— Start of Entries provided —

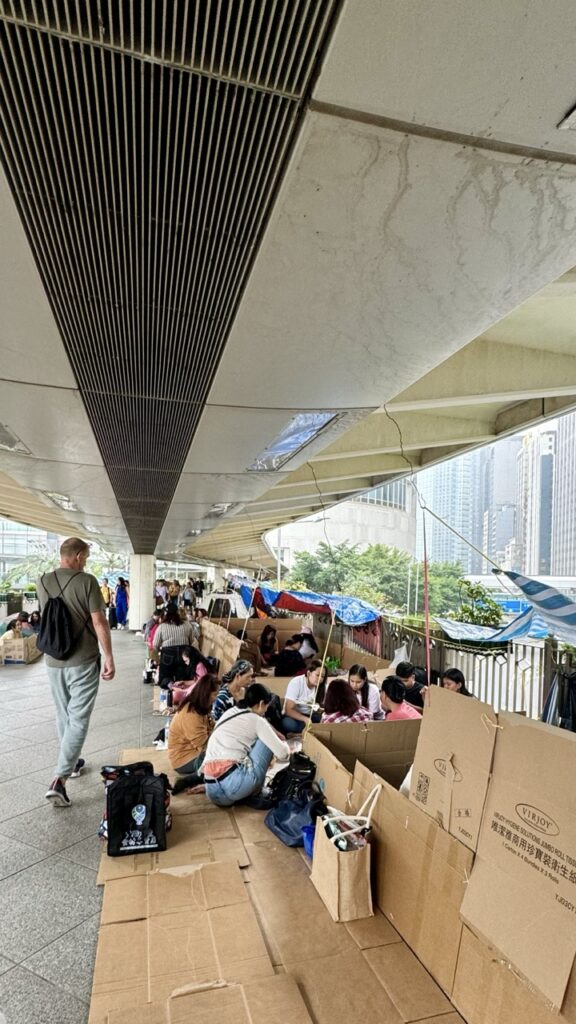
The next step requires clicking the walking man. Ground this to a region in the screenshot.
[38,537,116,807]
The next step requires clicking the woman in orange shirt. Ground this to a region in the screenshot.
[168,675,220,793]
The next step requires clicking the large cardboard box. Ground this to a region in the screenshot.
[0,636,42,665]
[310,719,422,788]
[410,686,498,850]
[452,928,576,1024]
[352,762,474,994]
[462,713,576,1009]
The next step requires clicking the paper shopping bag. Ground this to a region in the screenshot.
[312,821,374,921]
[311,786,381,921]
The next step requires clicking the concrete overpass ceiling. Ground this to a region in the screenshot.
[0,0,576,565]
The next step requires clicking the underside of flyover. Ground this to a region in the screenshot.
[0,0,576,567]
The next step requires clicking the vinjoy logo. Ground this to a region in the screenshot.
[434,758,462,782]
[516,804,560,836]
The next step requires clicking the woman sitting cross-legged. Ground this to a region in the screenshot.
[380,676,422,722]
[348,665,384,722]
[282,657,325,733]
[322,679,372,724]
[203,683,290,807]
[168,676,220,793]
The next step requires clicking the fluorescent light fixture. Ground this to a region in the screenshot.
[206,502,234,515]
[44,490,80,512]
[248,413,341,473]
[0,423,32,455]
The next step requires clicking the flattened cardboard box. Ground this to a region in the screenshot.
[452,927,576,1024]
[100,863,248,925]
[462,713,576,1009]
[410,686,498,850]
[108,974,313,1024]
[352,762,474,994]
[90,864,274,1024]
[311,719,421,786]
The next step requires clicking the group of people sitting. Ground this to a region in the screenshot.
[162,658,470,807]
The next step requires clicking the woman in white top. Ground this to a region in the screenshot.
[348,665,384,722]
[202,683,290,807]
[282,657,327,734]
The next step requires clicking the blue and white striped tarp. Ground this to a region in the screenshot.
[493,569,576,644]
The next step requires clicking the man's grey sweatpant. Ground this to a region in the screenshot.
[47,662,99,778]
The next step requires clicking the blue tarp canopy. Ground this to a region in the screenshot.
[435,607,550,644]
[240,583,381,626]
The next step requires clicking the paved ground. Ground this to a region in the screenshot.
[0,633,153,1024]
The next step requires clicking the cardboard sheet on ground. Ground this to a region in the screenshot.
[352,762,474,993]
[90,864,274,1024]
[100,863,248,925]
[462,713,576,1009]
[410,686,498,850]
[310,719,421,786]
[452,928,576,1024]
[108,975,312,1024]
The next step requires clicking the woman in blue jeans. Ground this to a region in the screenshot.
[202,683,290,807]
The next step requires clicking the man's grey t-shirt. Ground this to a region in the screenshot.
[37,569,106,669]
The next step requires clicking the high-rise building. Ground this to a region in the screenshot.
[551,413,576,575]
[416,452,479,572]
[517,430,557,575]
[0,517,60,580]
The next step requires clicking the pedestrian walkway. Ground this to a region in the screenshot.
[0,633,153,1024]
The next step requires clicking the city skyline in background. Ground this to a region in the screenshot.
[416,413,576,577]
[0,412,576,578]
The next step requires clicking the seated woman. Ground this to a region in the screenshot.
[282,658,327,733]
[348,665,384,722]
[151,607,199,689]
[380,676,422,722]
[274,633,306,676]
[300,626,319,662]
[212,657,254,722]
[258,626,278,667]
[442,669,474,697]
[322,679,372,724]
[203,683,290,807]
[168,676,220,793]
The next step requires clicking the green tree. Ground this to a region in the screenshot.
[286,541,358,594]
[453,580,502,626]
[285,542,462,615]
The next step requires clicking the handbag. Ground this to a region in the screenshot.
[264,782,327,846]
[311,785,382,921]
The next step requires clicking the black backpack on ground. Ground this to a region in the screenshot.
[270,753,316,804]
[36,572,90,662]
[100,761,171,857]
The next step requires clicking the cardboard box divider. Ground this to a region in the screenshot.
[0,635,42,665]
[462,712,576,1009]
[410,686,498,850]
[304,719,422,790]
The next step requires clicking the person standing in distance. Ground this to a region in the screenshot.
[37,537,116,807]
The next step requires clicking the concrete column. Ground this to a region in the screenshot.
[128,555,156,630]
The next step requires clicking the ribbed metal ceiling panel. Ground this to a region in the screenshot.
[0,0,338,553]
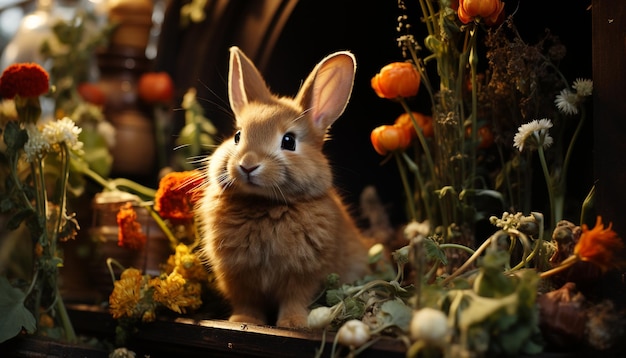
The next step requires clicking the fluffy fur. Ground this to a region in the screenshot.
[196,47,368,327]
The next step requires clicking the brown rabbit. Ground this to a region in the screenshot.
[197,47,368,327]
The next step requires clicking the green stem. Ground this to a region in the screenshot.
[400,98,439,188]
[82,168,156,198]
[441,230,505,286]
[537,145,560,232]
[468,24,478,188]
[110,178,156,198]
[56,288,78,343]
[439,243,476,255]
[539,255,580,278]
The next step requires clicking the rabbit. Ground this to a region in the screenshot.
[196,46,369,327]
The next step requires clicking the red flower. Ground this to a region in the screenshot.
[137,72,174,103]
[117,202,147,250]
[371,62,421,99]
[574,216,624,271]
[458,0,504,26]
[0,63,50,99]
[154,170,204,223]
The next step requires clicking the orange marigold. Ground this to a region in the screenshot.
[117,202,147,250]
[457,0,504,26]
[150,271,202,313]
[0,63,50,99]
[109,268,143,319]
[371,62,421,99]
[154,170,204,222]
[370,124,415,155]
[574,216,624,271]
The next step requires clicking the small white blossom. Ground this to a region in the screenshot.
[42,117,82,149]
[513,118,553,152]
[572,78,593,97]
[337,319,371,348]
[554,88,578,114]
[307,306,334,329]
[411,307,449,346]
[404,220,430,240]
[24,117,83,162]
[42,117,83,156]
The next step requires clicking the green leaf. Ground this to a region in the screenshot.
[423,237,448,266]
[0,277,37,343]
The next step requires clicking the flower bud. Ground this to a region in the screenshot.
[411,307,449,346]
[337,319,370,348]
[307,306,334,329]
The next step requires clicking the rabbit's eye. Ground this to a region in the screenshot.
[280,132,296,151]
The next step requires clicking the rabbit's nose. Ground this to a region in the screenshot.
[239,165,259,174]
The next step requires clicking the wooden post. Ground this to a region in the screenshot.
[592,0,626,238]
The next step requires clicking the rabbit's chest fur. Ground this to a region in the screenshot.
[202,195,346,291]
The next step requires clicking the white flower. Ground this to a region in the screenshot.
[337,319,370,348]
[554,88,578,114]
[24,117,83,162]
[404,220,430,240]
[42,117,82,149]
[42,117,83,152]
[411,307,449,346]
[307,306,334,329]
[572,78,593,97]
[513,118,553,152]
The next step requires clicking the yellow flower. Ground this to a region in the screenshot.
[165,244,209,282]
[150,271,202,313]
[109,268,143,318]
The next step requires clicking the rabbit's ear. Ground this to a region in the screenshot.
[228,46,272,117]
[296,51,356,131]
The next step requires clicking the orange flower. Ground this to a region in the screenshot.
[117,202,147,250]
[0,63,50,99]
[457,0,504,26]
[371,62,421,99]
[370,125,415,155]
[574,216,624,272]
[154,170,204,223]
[394,112,434,139]
[109,268,143,319]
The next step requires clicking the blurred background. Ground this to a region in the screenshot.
[0,0,593,232]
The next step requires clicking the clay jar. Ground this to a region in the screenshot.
[98,0,156,178]
[98,47,156,176]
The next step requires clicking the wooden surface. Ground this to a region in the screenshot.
[592,0,626,238]
[64,305,406,358]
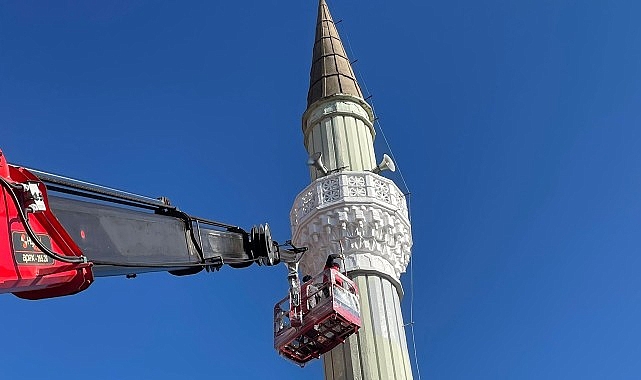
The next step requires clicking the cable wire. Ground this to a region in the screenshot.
[345,23,421,380]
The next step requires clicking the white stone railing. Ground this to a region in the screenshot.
[290,172,412,280]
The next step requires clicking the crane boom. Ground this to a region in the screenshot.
[0,151,361,366]
[0,148,286,299]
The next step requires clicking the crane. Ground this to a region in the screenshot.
[0,150,361,366]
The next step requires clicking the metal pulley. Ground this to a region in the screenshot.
[250,224,280,266]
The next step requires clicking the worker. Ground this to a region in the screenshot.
[323,253,343,297]
[324,253,341,272]
[303,274,320,310]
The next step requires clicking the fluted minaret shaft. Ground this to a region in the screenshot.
[290,0,412,380]
[303,1,376,179]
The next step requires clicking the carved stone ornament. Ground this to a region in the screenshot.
[290,172,412,281]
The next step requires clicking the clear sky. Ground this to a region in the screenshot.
[0,0,641,380]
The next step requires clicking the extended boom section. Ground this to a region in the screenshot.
[0,151,280,299]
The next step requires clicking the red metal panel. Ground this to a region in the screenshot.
[0,151,93,299]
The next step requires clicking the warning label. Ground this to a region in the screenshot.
[11,231,53,265]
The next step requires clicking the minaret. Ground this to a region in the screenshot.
[290,0,412,380]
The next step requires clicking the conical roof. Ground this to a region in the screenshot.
[307,0,363,106]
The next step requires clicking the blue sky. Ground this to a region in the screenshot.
[0,0,641,379]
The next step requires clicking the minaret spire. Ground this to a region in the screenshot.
[290,0,412,380]
[307,0,363,107]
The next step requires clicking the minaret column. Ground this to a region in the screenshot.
[303,94,376,179]
[290,172,412,380]
[290,0,412,380]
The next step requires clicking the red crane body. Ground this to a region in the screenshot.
[0,151,361,365]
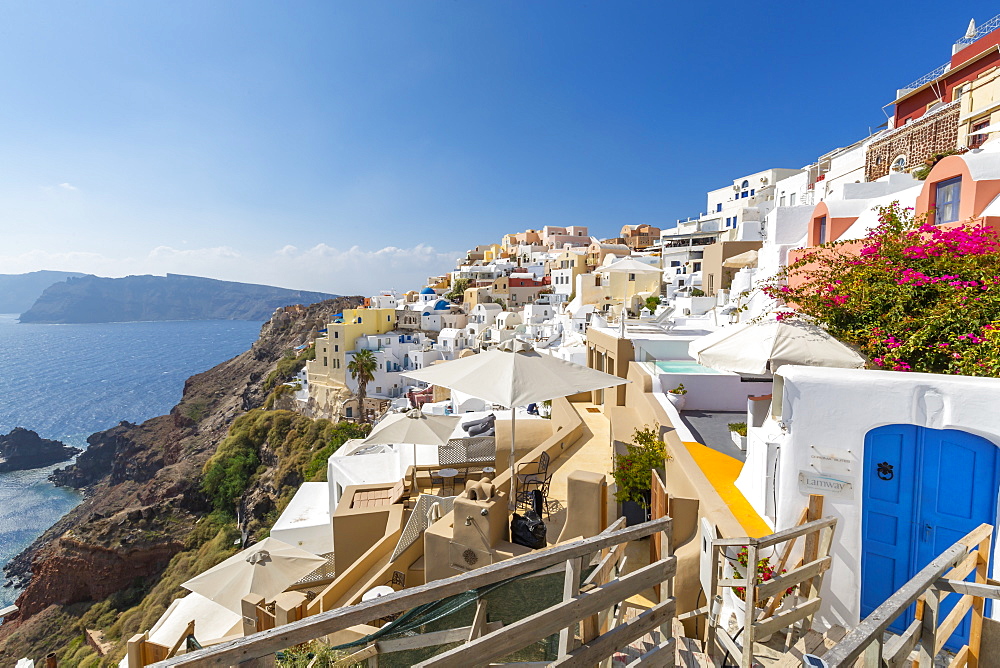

— End of Entries provided —

## Written problem
Rescale the part of the data that opens with the line containing "The next step requires clicking the city" and closes with the line containing "[0,412,576,578]". Write out every line in that part again, including the request, and multiply each bounding-box coordinate by 2, rounding to a whole number with halves going up.

## Full answer
The next step requires clicking the city skyline in background. Ground this to a region in the screenshot.
[832,826,1152,1154]
[0,824,1152,1156]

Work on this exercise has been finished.